- Opening Delimiter -
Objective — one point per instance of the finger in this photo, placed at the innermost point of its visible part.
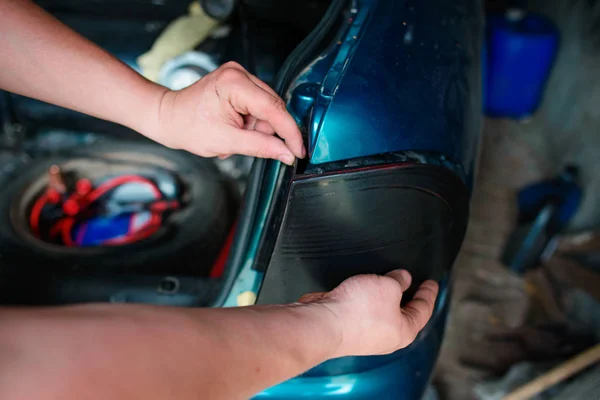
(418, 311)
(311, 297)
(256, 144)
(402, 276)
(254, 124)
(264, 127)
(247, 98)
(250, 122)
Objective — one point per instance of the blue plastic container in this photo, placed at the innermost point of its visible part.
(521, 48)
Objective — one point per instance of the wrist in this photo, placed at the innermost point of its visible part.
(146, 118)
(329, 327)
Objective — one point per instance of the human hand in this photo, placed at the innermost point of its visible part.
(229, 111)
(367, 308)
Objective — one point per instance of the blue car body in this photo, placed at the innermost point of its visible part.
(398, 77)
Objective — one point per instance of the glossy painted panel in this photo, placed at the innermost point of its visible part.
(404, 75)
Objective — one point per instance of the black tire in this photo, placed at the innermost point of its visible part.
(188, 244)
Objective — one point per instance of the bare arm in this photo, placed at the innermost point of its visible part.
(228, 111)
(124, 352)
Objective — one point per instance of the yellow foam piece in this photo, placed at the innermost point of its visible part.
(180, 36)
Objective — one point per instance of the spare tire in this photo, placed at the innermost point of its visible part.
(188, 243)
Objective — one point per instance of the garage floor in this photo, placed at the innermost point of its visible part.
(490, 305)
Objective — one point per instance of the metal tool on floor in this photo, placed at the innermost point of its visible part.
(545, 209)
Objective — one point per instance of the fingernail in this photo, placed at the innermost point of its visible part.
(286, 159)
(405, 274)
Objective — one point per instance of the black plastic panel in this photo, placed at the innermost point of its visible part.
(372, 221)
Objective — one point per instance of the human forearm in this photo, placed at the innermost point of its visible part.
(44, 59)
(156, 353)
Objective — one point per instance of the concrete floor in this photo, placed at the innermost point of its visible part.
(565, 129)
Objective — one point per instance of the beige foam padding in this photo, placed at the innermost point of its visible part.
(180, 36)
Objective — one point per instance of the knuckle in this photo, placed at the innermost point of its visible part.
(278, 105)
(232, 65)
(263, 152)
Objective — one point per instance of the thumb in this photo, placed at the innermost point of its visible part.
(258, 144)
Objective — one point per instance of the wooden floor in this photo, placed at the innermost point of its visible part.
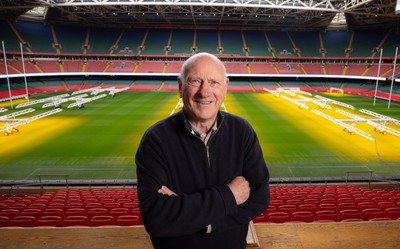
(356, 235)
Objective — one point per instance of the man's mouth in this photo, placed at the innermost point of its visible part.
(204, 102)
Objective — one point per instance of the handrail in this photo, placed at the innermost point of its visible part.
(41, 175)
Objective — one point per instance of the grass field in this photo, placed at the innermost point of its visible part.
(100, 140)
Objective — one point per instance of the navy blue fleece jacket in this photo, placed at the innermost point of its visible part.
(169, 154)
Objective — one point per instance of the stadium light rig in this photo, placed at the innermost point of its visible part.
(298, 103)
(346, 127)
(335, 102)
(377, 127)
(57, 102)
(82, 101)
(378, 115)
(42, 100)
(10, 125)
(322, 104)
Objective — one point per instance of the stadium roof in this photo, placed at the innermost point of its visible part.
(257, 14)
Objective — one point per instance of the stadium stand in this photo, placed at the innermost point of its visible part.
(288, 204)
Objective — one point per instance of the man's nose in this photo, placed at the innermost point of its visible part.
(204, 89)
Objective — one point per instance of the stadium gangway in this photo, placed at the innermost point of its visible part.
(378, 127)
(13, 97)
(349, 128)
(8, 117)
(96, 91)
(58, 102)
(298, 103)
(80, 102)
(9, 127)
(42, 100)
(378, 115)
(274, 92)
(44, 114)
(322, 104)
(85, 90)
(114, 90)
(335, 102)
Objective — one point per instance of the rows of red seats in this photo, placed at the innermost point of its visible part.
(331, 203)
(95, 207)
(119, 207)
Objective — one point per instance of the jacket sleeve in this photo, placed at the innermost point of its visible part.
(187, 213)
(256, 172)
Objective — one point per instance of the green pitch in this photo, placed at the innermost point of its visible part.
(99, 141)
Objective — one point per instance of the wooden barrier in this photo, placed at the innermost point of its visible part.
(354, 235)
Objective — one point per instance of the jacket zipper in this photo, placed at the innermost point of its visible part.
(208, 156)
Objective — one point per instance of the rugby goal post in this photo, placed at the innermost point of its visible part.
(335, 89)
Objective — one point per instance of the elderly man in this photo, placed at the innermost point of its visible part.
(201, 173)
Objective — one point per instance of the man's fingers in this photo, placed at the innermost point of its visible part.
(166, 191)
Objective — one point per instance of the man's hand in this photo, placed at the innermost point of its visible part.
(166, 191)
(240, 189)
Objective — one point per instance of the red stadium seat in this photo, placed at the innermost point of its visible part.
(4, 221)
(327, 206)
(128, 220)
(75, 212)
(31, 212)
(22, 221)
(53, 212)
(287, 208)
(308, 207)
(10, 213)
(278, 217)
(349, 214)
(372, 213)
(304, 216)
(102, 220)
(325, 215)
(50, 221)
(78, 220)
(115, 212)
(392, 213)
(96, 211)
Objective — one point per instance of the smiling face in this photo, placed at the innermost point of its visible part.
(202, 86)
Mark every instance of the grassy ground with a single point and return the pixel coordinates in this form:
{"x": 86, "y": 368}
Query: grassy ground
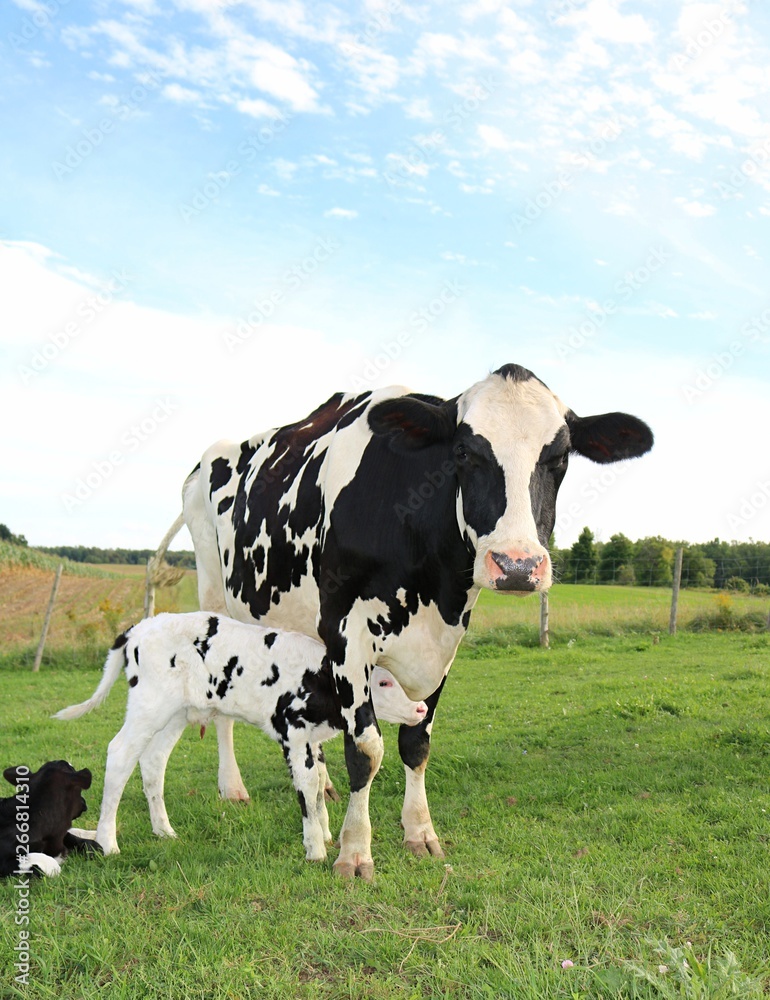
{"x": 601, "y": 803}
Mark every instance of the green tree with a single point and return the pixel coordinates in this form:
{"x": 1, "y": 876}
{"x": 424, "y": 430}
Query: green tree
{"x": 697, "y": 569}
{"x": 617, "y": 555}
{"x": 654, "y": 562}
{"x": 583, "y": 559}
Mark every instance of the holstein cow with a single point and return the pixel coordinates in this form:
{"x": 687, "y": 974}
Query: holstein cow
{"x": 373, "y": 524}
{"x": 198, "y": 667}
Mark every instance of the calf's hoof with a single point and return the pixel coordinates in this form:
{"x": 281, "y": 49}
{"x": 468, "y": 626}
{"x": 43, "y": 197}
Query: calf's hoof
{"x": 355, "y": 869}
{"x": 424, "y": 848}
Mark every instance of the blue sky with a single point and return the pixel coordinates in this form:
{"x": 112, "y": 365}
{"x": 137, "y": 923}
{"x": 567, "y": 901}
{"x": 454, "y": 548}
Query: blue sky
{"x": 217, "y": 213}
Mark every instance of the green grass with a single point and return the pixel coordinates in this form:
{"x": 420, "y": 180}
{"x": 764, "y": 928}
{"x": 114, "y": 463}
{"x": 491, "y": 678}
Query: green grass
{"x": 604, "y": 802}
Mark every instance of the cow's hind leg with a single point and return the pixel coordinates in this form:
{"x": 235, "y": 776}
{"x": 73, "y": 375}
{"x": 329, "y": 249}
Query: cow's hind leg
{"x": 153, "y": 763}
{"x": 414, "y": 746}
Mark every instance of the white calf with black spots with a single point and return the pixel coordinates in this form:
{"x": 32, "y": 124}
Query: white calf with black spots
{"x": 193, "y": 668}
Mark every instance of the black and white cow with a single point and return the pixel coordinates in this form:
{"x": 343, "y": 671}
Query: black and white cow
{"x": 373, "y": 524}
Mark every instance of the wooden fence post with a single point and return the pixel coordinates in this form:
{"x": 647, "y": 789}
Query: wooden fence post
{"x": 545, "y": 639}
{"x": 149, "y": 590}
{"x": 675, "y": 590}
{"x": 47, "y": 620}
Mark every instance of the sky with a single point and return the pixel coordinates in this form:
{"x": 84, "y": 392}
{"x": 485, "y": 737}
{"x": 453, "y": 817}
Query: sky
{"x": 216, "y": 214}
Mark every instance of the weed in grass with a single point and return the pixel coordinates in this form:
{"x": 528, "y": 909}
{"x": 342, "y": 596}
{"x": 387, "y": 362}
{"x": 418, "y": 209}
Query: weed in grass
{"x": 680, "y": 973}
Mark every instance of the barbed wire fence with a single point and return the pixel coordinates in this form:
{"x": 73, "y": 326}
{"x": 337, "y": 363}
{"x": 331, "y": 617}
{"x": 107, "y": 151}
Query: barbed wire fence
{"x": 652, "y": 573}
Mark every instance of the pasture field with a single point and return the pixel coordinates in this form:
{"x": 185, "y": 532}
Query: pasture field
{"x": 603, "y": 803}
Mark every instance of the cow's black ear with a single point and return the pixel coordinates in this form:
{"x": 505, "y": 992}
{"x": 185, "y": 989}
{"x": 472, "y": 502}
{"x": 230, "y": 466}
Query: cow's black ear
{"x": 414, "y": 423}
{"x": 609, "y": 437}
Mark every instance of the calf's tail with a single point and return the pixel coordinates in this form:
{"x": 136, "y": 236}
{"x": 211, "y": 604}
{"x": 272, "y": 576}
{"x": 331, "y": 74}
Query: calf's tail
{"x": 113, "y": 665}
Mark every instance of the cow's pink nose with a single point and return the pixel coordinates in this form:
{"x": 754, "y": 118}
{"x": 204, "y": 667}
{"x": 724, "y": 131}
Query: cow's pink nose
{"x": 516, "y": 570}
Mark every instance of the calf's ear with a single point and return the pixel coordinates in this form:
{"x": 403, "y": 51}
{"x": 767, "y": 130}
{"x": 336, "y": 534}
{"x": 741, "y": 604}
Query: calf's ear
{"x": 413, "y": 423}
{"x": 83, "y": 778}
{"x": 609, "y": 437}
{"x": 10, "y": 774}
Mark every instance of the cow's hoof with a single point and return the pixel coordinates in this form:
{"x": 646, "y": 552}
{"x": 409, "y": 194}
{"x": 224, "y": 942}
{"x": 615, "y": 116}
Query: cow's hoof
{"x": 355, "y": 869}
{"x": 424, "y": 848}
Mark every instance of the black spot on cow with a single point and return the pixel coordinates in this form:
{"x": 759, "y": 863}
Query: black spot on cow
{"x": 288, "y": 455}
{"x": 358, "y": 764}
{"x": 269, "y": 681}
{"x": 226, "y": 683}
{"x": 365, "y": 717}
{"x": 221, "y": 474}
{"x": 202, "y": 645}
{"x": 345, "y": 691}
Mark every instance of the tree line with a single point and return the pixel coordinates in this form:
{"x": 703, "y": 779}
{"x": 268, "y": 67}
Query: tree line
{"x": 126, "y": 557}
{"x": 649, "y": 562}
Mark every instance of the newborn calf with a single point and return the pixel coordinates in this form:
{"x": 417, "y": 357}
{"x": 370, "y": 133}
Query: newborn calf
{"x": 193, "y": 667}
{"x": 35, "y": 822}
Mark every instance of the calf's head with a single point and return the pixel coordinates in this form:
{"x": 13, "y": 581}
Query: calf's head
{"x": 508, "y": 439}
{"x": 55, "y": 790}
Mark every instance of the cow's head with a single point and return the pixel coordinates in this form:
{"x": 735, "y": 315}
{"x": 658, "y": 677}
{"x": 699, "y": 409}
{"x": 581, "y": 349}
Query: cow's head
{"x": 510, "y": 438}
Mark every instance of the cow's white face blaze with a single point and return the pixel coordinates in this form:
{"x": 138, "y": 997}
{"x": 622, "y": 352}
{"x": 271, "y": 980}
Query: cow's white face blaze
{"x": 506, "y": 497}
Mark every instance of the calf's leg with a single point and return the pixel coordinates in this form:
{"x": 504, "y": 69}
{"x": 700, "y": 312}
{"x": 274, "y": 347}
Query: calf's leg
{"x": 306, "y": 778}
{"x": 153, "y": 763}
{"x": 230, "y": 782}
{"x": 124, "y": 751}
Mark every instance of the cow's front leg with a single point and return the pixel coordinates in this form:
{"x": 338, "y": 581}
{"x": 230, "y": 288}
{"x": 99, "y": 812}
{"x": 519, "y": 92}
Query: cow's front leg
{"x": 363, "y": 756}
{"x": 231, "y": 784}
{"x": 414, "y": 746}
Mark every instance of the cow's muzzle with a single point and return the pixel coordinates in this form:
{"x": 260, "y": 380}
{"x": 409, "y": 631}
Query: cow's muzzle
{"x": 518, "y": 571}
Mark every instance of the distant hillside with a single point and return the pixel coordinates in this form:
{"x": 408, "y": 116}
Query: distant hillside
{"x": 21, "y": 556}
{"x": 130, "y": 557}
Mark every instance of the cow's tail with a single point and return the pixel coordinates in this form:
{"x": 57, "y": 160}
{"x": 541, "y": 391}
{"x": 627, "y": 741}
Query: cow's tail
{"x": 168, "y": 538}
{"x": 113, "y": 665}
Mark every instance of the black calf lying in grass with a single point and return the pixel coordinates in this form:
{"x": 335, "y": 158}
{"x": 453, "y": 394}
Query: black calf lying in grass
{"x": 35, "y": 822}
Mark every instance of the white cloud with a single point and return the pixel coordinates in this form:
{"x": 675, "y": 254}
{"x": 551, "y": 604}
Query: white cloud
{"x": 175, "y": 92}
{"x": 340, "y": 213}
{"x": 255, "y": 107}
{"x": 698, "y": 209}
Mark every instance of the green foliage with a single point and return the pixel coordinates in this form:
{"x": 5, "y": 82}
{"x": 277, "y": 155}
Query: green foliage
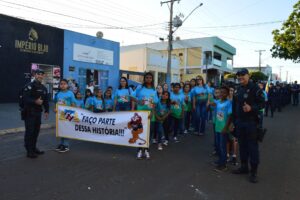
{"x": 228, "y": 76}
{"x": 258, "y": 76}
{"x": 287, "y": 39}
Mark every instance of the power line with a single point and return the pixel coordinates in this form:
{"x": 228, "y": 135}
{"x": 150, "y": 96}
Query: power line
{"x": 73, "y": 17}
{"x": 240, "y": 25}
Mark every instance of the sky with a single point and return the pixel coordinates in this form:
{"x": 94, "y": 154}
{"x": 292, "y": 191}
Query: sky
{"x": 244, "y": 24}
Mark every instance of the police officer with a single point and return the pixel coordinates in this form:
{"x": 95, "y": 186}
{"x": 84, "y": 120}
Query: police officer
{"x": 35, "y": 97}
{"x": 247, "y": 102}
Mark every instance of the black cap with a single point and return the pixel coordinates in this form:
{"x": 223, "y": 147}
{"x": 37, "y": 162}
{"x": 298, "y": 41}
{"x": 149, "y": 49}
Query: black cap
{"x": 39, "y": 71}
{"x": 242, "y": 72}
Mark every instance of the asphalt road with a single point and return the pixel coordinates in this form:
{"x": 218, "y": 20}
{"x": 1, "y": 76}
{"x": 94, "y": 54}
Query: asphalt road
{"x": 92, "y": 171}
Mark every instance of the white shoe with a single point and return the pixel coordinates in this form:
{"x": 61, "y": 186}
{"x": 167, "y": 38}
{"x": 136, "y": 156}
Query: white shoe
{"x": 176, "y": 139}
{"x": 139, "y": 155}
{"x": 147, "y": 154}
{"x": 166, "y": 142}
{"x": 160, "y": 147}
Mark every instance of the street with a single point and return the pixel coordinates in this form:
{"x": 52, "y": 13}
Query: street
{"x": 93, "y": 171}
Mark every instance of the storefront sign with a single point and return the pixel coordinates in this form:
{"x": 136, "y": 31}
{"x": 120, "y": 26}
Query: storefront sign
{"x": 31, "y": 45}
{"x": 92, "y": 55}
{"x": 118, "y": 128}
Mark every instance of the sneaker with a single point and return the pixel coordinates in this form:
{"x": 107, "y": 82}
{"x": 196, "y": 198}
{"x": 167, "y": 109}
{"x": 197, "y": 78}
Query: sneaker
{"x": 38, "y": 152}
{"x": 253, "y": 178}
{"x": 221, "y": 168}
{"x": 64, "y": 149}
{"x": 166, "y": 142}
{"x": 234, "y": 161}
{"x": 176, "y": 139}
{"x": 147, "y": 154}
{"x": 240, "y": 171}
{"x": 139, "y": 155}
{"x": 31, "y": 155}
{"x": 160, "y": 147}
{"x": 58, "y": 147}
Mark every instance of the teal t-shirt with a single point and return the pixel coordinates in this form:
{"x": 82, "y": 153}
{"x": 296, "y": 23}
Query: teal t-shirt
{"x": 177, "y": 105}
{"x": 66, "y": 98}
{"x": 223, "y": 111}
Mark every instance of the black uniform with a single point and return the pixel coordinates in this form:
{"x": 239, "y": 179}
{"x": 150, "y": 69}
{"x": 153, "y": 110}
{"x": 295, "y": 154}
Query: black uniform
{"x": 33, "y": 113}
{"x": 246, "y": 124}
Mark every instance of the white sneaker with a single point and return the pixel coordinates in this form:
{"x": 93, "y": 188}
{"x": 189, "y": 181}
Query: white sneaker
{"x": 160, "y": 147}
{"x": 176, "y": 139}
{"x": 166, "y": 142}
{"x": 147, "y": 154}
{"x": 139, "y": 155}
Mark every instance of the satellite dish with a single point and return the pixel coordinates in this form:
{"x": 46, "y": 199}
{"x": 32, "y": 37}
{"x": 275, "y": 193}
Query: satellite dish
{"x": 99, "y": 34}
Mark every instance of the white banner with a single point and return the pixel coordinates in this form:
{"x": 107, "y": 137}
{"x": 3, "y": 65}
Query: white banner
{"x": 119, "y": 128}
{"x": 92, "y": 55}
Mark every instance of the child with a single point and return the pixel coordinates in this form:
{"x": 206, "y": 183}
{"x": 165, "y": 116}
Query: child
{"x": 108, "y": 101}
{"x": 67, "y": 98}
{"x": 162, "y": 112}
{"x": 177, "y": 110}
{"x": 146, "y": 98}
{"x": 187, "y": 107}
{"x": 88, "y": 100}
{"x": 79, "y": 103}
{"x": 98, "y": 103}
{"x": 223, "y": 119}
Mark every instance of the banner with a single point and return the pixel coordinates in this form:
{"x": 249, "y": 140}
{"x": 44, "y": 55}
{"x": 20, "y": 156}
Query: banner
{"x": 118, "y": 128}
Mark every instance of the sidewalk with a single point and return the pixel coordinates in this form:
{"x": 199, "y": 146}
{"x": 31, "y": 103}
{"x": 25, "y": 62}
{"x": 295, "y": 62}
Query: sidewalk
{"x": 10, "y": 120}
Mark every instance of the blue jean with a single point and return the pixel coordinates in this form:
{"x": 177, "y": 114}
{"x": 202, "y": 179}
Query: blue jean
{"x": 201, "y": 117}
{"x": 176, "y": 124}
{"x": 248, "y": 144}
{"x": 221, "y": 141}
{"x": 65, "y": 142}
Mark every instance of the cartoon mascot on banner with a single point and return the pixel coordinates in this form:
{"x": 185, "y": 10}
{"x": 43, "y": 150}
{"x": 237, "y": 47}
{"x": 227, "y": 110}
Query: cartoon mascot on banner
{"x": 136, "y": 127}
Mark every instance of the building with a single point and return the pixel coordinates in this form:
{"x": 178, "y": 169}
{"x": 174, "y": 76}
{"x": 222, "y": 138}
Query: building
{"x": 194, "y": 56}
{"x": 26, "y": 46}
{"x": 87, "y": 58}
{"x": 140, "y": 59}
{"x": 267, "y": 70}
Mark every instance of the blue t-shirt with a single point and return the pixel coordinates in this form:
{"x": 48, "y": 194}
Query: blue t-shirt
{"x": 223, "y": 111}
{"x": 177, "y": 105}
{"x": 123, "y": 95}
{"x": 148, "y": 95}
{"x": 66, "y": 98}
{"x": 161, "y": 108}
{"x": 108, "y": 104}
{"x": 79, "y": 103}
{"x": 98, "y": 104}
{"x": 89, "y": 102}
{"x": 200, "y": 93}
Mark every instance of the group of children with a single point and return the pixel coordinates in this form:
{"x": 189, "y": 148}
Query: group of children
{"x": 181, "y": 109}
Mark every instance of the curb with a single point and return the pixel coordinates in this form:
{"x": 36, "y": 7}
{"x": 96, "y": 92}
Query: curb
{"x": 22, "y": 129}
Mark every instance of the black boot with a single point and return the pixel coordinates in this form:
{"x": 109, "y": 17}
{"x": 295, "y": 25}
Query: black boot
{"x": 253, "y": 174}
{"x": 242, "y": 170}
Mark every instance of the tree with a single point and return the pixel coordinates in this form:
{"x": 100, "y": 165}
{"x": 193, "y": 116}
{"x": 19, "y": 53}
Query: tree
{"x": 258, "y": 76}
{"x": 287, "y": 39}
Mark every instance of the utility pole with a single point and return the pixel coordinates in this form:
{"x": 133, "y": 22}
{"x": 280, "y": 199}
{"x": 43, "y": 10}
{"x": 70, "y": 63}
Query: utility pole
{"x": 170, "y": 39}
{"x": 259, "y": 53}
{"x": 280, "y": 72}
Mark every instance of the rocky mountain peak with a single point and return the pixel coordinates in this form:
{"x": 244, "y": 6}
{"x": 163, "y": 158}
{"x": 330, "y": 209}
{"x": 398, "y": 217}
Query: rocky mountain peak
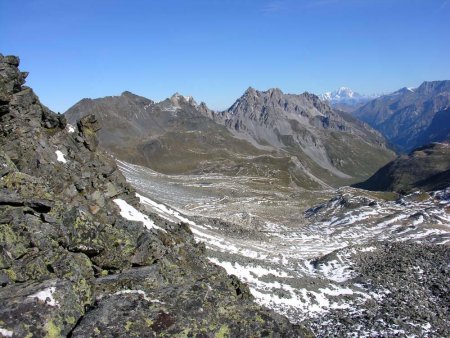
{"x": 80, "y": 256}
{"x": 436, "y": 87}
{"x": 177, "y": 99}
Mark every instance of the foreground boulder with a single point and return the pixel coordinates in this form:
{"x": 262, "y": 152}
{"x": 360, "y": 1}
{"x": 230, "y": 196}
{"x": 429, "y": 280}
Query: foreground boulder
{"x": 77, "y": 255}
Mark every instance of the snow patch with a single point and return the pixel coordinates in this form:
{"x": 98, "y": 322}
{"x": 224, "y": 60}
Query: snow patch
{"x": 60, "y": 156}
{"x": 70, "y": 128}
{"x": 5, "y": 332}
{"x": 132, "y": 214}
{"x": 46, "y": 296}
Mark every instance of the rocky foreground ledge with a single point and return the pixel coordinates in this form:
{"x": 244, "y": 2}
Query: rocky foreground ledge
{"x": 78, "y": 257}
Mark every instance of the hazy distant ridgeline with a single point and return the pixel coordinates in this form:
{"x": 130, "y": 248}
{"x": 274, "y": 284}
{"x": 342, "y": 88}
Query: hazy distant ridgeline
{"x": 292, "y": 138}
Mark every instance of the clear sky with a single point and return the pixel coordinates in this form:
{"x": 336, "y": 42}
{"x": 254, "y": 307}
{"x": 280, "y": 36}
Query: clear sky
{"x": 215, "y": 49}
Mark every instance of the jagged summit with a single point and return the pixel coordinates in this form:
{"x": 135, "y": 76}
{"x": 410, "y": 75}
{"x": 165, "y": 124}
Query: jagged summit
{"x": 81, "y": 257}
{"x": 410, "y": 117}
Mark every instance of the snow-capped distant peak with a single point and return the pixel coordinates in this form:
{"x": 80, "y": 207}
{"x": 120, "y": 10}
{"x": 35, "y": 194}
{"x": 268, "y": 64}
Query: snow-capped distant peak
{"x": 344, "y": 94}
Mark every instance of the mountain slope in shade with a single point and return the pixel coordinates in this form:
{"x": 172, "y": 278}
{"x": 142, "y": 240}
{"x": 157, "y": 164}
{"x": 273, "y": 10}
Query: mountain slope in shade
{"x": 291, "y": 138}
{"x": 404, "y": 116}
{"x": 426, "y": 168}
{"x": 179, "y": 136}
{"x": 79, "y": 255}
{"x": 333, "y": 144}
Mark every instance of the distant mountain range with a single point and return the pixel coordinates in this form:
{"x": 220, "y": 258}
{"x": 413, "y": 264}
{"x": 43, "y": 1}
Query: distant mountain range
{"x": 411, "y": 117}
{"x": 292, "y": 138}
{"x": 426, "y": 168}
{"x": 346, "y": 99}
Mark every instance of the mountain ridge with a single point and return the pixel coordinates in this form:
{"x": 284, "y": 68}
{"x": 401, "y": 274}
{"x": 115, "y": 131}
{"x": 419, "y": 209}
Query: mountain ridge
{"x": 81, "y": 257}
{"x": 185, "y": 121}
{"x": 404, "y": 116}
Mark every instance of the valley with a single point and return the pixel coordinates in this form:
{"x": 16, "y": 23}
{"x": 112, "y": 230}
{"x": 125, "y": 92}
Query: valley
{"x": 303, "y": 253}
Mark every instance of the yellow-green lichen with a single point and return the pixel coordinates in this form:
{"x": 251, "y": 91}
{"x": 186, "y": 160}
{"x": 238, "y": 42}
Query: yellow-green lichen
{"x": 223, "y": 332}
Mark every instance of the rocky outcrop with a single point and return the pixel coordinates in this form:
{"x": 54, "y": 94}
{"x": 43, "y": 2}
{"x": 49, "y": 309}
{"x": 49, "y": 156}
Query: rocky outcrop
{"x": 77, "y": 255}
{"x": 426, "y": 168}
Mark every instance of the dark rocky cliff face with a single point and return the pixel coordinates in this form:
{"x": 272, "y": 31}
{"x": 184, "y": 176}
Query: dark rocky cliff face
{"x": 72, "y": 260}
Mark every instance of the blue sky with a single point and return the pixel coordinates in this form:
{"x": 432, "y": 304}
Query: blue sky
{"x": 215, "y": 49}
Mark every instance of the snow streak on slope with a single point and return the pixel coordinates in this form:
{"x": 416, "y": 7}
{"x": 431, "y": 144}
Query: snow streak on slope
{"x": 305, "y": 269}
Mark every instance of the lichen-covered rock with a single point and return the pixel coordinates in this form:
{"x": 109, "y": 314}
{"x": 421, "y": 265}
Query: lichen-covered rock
- Closing Delimiter -
Check each line of the data above for the word "covered" and say how many lines contain it, giving nothing besides the number.

2